* Problem requirements: Please print every line from the one containing "point: the man in white" through the last line of the records below, exactly as written and nothing more.

* Dataset excerpts:
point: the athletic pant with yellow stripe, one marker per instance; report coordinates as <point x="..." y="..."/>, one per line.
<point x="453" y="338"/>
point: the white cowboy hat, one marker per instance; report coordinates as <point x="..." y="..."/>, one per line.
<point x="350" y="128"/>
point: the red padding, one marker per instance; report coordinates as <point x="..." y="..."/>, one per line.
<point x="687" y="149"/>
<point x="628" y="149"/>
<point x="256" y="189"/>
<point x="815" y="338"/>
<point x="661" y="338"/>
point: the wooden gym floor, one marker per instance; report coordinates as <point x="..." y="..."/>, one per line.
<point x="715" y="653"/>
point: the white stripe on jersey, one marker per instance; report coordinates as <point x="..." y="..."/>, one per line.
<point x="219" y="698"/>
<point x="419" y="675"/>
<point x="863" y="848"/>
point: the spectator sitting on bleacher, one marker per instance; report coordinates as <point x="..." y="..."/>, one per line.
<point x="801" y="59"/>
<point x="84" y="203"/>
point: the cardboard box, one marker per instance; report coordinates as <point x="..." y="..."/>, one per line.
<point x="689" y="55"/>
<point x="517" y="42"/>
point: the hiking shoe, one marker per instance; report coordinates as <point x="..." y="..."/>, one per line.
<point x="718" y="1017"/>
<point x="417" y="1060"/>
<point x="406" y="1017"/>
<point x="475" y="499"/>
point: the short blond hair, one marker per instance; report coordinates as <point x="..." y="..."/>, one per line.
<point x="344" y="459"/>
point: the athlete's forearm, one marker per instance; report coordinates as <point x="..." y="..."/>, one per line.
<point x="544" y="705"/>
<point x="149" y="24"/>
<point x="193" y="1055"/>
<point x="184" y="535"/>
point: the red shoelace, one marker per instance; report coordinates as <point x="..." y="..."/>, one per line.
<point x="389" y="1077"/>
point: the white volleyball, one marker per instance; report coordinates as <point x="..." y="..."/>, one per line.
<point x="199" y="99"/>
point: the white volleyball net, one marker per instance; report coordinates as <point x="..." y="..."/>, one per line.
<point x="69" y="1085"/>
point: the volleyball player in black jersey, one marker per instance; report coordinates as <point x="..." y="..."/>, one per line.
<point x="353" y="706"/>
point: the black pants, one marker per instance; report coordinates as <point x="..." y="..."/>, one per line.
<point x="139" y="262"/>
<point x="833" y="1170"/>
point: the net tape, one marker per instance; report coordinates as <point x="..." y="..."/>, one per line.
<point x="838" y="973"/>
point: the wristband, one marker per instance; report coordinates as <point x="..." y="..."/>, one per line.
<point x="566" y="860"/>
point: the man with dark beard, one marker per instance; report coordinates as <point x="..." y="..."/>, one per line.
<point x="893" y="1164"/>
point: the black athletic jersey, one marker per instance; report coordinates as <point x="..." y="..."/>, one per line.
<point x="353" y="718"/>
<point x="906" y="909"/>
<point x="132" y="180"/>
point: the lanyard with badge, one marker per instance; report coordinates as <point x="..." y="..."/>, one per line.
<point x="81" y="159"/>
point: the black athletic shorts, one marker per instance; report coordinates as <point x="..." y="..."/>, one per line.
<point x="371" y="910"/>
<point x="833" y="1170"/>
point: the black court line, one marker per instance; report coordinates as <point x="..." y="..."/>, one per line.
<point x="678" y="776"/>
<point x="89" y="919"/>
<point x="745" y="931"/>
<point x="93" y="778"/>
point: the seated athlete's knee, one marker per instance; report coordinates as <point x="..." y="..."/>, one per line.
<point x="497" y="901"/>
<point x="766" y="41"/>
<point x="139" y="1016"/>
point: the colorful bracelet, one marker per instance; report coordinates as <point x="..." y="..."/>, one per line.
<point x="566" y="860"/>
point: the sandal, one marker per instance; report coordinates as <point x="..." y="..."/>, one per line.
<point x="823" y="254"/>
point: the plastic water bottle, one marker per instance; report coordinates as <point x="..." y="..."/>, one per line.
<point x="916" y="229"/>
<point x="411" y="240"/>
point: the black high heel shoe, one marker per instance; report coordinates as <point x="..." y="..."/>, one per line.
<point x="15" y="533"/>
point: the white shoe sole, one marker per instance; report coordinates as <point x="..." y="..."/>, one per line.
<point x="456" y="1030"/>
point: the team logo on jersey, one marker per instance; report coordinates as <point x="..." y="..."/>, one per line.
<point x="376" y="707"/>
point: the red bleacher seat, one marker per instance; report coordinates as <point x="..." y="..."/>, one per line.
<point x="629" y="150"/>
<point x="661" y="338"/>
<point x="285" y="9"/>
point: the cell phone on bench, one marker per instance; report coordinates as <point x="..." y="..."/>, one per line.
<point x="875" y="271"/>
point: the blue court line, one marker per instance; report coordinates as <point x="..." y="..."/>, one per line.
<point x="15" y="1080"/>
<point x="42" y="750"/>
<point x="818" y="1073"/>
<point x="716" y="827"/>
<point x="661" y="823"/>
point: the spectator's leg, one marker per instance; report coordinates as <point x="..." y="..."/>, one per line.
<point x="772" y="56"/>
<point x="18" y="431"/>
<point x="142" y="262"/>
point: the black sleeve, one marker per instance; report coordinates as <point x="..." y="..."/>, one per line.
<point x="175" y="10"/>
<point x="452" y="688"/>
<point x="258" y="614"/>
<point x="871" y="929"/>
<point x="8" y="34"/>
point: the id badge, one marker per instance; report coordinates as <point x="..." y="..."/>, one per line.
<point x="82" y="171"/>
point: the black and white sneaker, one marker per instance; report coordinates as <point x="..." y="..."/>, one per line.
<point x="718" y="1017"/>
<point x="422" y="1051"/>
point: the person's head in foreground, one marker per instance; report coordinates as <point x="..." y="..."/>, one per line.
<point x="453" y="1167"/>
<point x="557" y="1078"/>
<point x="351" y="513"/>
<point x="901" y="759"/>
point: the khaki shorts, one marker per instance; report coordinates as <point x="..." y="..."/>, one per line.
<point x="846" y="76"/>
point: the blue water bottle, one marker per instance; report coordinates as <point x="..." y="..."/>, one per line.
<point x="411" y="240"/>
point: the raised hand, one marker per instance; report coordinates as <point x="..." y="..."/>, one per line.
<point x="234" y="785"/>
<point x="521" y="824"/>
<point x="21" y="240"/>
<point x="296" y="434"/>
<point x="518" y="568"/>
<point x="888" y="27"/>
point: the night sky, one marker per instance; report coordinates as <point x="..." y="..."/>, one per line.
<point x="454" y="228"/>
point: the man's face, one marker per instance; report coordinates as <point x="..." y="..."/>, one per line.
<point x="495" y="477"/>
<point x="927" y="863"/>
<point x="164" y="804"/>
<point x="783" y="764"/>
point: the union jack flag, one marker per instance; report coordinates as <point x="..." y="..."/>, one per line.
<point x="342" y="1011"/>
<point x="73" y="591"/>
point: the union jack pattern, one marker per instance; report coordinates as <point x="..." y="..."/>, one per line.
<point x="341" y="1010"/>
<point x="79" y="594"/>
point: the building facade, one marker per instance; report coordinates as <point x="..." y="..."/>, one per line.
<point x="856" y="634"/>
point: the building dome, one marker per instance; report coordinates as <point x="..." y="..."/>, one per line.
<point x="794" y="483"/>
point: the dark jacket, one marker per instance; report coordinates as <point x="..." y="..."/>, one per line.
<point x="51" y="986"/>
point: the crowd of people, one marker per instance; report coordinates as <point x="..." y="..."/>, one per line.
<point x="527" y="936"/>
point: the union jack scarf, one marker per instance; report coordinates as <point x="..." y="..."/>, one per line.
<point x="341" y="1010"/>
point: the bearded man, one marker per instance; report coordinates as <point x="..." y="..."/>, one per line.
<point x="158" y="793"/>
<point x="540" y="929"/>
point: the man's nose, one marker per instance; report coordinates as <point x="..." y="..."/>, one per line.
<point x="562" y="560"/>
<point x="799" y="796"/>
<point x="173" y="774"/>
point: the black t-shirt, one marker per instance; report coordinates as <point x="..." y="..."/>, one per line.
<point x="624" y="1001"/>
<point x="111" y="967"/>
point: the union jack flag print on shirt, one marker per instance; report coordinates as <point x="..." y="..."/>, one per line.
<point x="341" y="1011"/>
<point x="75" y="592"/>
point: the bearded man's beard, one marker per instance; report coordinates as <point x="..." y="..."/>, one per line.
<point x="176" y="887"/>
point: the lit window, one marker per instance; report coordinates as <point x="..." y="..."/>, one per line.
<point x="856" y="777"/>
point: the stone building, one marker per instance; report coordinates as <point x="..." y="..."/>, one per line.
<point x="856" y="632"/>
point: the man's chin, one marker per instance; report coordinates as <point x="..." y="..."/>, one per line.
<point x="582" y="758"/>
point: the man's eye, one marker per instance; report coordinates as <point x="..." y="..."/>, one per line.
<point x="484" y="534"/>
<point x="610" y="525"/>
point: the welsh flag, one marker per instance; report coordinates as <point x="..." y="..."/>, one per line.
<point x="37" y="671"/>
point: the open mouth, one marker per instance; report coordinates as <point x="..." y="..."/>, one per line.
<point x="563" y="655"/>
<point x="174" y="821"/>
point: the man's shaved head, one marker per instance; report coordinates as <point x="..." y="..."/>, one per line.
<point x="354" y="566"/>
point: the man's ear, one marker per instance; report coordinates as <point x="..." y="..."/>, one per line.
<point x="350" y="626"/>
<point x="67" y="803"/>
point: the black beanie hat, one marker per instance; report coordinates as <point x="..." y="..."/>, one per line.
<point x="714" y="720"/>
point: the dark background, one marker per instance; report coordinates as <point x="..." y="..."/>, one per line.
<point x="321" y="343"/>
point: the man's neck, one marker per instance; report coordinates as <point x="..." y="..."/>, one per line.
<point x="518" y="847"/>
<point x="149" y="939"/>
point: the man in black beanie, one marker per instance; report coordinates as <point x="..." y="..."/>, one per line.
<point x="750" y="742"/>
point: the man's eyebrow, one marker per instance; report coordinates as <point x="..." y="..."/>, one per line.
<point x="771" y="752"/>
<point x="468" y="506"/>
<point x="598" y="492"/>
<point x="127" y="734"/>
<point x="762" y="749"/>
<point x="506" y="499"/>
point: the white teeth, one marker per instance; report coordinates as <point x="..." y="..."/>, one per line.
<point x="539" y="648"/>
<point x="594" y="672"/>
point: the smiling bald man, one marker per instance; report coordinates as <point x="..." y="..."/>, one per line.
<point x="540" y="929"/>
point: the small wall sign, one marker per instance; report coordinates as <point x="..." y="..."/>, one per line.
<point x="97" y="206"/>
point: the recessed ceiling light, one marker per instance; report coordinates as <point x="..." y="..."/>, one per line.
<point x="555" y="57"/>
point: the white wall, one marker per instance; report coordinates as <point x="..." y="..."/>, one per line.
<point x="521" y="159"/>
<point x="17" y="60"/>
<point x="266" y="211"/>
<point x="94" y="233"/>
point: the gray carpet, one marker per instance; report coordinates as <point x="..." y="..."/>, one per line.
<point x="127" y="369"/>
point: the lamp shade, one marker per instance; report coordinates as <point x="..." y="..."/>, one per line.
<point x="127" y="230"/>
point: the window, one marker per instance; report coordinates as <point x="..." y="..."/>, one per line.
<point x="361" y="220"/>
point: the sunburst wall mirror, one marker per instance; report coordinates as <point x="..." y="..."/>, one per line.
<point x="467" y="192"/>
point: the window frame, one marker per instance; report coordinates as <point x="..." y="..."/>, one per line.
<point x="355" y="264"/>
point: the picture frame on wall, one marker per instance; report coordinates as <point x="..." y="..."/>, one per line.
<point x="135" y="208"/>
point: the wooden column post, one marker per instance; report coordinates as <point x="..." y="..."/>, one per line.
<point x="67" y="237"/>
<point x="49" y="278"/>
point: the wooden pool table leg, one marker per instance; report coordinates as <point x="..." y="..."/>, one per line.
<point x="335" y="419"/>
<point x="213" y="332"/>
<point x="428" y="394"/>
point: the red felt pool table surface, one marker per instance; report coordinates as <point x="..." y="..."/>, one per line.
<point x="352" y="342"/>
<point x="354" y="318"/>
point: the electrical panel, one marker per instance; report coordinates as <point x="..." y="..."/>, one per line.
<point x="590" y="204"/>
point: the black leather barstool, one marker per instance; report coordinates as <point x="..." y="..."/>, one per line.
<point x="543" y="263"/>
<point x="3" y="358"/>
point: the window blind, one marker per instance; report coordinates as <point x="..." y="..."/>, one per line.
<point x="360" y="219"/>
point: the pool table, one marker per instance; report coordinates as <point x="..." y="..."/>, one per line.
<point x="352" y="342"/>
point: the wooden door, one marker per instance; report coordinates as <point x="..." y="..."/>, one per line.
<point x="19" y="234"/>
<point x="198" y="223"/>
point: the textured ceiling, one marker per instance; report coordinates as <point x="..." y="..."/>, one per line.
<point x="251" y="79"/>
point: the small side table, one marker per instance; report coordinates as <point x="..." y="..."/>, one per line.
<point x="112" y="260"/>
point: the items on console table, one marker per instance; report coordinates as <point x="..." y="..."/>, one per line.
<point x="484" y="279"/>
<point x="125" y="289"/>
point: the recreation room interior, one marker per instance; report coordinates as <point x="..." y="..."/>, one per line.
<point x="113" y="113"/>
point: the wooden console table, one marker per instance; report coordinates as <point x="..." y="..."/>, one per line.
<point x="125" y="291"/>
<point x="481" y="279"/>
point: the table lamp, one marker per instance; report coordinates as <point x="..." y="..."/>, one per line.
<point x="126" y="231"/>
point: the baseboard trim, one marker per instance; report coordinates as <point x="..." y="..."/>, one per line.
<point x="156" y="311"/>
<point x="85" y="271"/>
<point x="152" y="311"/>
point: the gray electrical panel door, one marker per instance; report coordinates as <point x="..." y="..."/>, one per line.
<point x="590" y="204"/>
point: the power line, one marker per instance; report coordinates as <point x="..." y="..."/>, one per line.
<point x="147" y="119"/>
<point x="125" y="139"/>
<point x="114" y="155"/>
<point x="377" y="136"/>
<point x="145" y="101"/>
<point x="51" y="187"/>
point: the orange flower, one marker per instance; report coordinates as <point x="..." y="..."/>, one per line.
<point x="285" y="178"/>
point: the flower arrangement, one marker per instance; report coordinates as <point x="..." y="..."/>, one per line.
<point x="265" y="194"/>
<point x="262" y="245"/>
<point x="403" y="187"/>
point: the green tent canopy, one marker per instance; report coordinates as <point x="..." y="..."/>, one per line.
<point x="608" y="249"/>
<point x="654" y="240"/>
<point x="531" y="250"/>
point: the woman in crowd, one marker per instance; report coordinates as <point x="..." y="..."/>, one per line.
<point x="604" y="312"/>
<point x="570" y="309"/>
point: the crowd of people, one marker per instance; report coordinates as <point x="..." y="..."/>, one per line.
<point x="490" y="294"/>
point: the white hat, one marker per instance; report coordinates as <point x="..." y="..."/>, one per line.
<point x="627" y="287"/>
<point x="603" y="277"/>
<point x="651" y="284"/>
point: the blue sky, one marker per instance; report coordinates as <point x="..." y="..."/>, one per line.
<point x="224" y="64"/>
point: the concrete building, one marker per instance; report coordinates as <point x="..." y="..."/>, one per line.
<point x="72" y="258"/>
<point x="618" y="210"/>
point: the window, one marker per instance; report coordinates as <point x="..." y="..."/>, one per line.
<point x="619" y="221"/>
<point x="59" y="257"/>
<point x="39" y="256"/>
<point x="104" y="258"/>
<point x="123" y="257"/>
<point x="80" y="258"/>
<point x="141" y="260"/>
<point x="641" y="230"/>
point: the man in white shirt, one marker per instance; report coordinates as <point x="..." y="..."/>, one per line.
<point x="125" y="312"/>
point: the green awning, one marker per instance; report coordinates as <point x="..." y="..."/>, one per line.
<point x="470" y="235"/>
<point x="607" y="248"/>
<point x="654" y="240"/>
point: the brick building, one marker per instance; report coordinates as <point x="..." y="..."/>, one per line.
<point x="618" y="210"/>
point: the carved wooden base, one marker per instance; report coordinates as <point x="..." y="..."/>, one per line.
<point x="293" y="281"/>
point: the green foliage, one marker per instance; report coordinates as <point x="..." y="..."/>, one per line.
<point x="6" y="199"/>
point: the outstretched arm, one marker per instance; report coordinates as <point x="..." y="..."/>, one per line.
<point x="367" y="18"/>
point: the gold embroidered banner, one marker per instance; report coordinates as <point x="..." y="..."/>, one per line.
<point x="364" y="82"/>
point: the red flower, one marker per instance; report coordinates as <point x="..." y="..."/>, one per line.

* Result:
point: the man in white shirt, one marker per instance; report coordinates as <point x="..." y="..."/>, one per line.
<point x="125" y="312"/>
point: the green awning, one marker per instance; report coordinates as <point x="..." y="..."/>, one per line.
<point x="470" y="235"/>
<point x="607" y="248"/>
<point x="654" y="240"/>
point: the brick building, one marker per instance; report coordinates as <point x="..." y="..."/>, one per line.
<point x="618" y="210"/>
point: the carved wooden base, one marker per instance; report coordinates as <point x="..." y="..."/>, one per line.
<point x="293" y="281"/>
point: the green foliage, one marker per instance; report coordinates as <point x="..." y="..."/>, one per line.
<point x="6" y="199"/>
point: the outstretched arm, one marker per instance; report coordinates as <point x="..." y="..."/>, one per line.
<point x="367" y="18"/>
point: the gold embroidered banner, one marker per instance; report coordinates as <point x="..." y="..."/>, one per line.
<point x="364" y="82"/>
point: the red flower, one marker per instance; report coordinates as <point x="..." y="..."/>, one per line.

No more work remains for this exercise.